Copy the data that follows exactly. Include no pictures.

Position identification records
begin

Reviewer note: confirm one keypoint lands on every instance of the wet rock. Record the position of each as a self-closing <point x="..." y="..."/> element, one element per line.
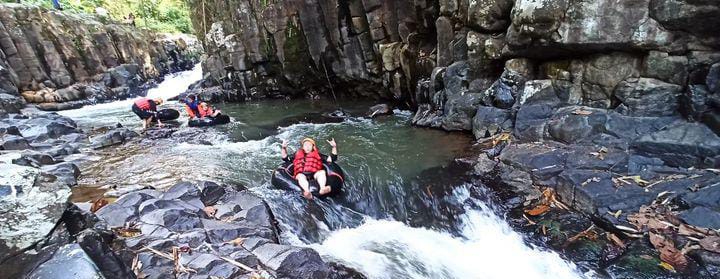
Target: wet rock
<point x="33" y="159"/>
<point x="14" y="142"/>
<point x="32" y="203"/>
<point x="124" y="210"/>
<point x="113" y="137"/>
<point x="702" y="217"/>
<point x="65" y="172"/>
<point x="292" y="262"/>
<point x="211" y="193"/>
<point x="490" y="121"/>
<point x="648" y="97"/>
<point x="68" y="261"/>
<point x="379" y="110"/>
<point x="713" y="78"/>
<point x="682" y="144"/>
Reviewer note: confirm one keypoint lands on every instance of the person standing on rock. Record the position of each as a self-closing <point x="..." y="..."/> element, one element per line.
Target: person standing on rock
<point x="307" y="163"/>
<point x="146" y="109"/>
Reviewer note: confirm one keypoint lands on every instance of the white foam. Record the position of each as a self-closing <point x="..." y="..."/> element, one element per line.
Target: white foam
<point x="488" y="248"/>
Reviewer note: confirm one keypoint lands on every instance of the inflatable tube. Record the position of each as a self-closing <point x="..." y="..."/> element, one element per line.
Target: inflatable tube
<point x="167" y="114"/>
<point x="209" y="121"/>
<point x="282" y="178"/>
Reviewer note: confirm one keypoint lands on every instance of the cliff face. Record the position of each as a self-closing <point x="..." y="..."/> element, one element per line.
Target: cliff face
<point x="447" y="58"/>
<point x="60" y="60"/>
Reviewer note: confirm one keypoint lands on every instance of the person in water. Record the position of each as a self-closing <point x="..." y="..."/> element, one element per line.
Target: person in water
<point x="146" y="109"/>
<point x="191" y="106"/>
<point x="307" y="163"/>
<point x="206" y="110"/>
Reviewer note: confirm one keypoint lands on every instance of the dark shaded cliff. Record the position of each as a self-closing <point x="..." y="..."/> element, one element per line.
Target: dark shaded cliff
<point x="61" y="60"/>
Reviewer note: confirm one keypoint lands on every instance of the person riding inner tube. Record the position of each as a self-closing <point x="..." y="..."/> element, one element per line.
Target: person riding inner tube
<point x="206" y="110"/>
<point x="308" y="163"/>
<point x="191" y="105"/>
<point x="146" y="109"/>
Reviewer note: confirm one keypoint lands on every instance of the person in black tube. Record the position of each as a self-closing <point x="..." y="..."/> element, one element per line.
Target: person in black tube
<point x="307" y="164"/>
<point x="146" y="109"/>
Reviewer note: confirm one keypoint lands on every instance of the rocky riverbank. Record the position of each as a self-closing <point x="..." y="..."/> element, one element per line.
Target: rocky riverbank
<point x="189" y="230"/>
<point x="57" y="60"/>
<point x="611" y="106"/>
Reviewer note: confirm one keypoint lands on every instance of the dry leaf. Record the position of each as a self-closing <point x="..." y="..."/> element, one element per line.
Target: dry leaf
<point x="668" y="253"/>
<point x="127" y="232"/>
<point x="582" y="112"/>
<point x="667" y="266"/>
<point x="97" y="204"/>
<point x="589" y="180"/>
<point x="538" y="210"/>
<point x="615" y="239"/>
<point x="210" y="211"/>
<point x="710" y="243"/>
<point x="237" y="242"/>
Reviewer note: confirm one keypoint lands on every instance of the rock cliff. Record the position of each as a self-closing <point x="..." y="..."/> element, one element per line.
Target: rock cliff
<point x="61" y="60"/>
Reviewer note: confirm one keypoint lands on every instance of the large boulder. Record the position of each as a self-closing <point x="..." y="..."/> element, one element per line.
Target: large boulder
<point x="31" y="204"/>
<point x="648" y="97"/>
<point x="682" y="145"/>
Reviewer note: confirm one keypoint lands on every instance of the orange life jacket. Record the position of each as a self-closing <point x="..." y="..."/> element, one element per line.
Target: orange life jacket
<point x="310" y="162"/>
<point x="143" y="103"/>
<point x="205" y="110"/>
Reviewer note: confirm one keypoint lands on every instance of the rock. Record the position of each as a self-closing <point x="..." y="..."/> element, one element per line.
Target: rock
<point x="292" y="262"/>
<point x="68" y="261"/>
<point x="113" y="137"/>
<point x="490" y="15"/>
<point x="713" y="79"/>
<point x="682" y="145"/>
<point x="490" y="121"/>
<point x="32" y="204"/>
<point x="603" y="73"/>
<point x="65" y="172"/>
<point x="33" y="159"/>
<point x="648" y="97"/>
<point x="124" y="210"/>
<point x="671" y="69"/>
<point x="701" y="217"/>
<point x="380" y="109"/>
<point x="211" y="193"/>
<point x="13" y="142"/>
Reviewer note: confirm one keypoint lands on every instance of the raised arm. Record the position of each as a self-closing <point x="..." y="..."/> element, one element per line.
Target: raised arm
<point x="333" y="155"/>
<point x="283" y="150"/>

end

ANSWER TO THIS TASK
Reviewer note: confirm one keypoint lands on every instance of the wet rock. Record the position of each as a self-closing <point x="..." y="..."/> element, one element per line.
Target: wet rock
<point x="33" y="159"/>
<point x="14" y="142"/>
<point x="32" y="203"/>
<point x="124" y="210"/>
<point x="113" y="137"/>
<point x="702" y="217"/>
<point x="65" y="172"/>
<point x="292" y="262"/>
<point x="211" y="193"/>
<point x="490" y="121"/>
<point x="648" y="97"/>
<point x="68" y="261"/>
<point x="379" y="110"/>
<point x="713" y="78"/>
<point x="682" y="144"/>
Reviewer note: confirm one keypoint lands on every instance of the person standing on rock. Record the position of each as a self-closing <point x="..." y="..."/> element, one element per line.
Target: person standing on rock
<point x="307" y="163"/>
<point x="146" y="109"/>
Reviewer note: confirm one keypoint lands on every instance of the white foam. Record the position of each as a self-closing <point x="..." y="..."/> element, one element per line.
Target: white foam
<point x="488" y="248"/>
Reviewer note: confirm one keypoint lands on every instance of the inflatable tube. Record the position of each as a self-closing <point x="..." y="..."/> element, one element per line.
Target: inflatable tube
<point x="167" y="114"/>
<point x="209" y="121"/>
<point x="282" y="178"/>
Reviewer note: confirm one keypoint lands on every instance of the cliff face. Record the position of each as a self-closing <point x="..." y="..."/> element, one element per line.
Target: cliff face
<point x="447" y="58"/>
<point x="60" y="60"/>
Reviewer note: confirm one keypoint lands on every instance of the person in water. Record the position of each as a self-closing <point x="..." y="..."/> element, one element per line.
Target: person in water
<point x="146" y="109"/>
<point x="191" y="106"/>
<point x="307" y="163"/>
<point x="206" y="110"/>
Reviewer note: confirm one keypoint lands on every instance of the dark shaded cliff. Record the position of each as a self-closing <point x="..." y="..."/> element, one element per line.
Target: dark shaded cliff
<point x="61" y="60"/>
Reviewer note: confirm one keypoint lands on every instance of the person riding inner tube. Record the position of each as a self-closing <point x="..." y="..."/> element, one element per line.
Target: person riding inner tube
<point x="206" y="110"/>
<point x="308" y="163"/>
<point x="191" y="105"/>
<point x="146" y="109"/>
Reviewer note: confirm one keypoint lands on every instance of the person in black tube. Record the position of each as a self-closing <point x="..." y="..."/> element, one element per line.
Target: person in black tube
<point x="307" y="164"/>
<point x="146" y="109"/>
Reviewer note: confirm one keypoint lands on every instance of the rocky riverbank. Record the position of each as a self-closing <point x="..." y="..."/> element, one element per line.
Target: rocky riverbank
<point x="189" y="230"/>
<point x="57" y="60"/>
<point x="611" y="106"/>
Reviewer note: confirm one keypoint lands on every instance of the dry leaf. Record the position of each as a self-closing <point x="..." y="..."/> element, one element per line.
Target: dry leaf
<point x="668" y="253"/>
<point x="127" y="232"/>
<point x="582" y="112"/>
<point x="667" y="266"/>
<point x="97" y="204"/>
<point x="589" y="180"/>
<point x="538" y="210"/>
<point x="615" y="239"/>
<point x="210" y="211"/>
<point x="710" y="243"/>
<point x="237" y="242"/>
Reviewer note: confirm one keypoint lands on every instance of the rock cliff. Record the position of each as a self-closing <point x="..." y="..."/> element, one element per line.
Target: rock cliff
<point x="61" y="60"/>
Reviewer note: confirm one keypoint lands on every instance of the large boulder. Record the position of each as a self-closing <point x="..." y="..."/> element, one element per line.
Target: large boulder
<point x="31" y="204"/>
<point x="648" y="97"/>
<point x="682" y="145"/>
Reviewer note: confirm one keypoint lands on every instance of the orange life jacket. Record the position of each as a self-closing <point x="..." y="..."/> element, one element per line.
Target: orange life jacket
<point x="310" y="162"/>
<point x="143" y="103"/>
<point x="205" y="110"/>
Reviewer note: confirm one keypoint lands on every instance of the rock. Record the position of each as a self-closing <point x="..." y="..."/> element, one element per line.
Target: rock
<point x="292" y="262"/>
<point x="68" y="261"/>
<point x="113" y="137"/>
<point x="490" y="15"/>
<point x="713" y="79"/>
<point x="682" y="145"/>
<point x="490" y="121"/>
<point x="32" y="204"/>
<point x="603" y="73"/>
<point x="65" y="172"/>
<point x="33" y="159"/>
<point x="648" y="97"/>
<point x="124" y="210"/>
<point x="671" y="69"/>
<point x="701" y="217"/>
<point x="380" y="109"/>
<point x="211" y="193"/>
<point x="13" y="142"/>
Reviewer note: confirm one keypoint lands on every instance of the raised arm. Record the position of each as a self-closing <point x="..." y="..."/> element, one element per line.
Target: raised arm
<point x="333" y="155"/>
<point x="283" y="150"/>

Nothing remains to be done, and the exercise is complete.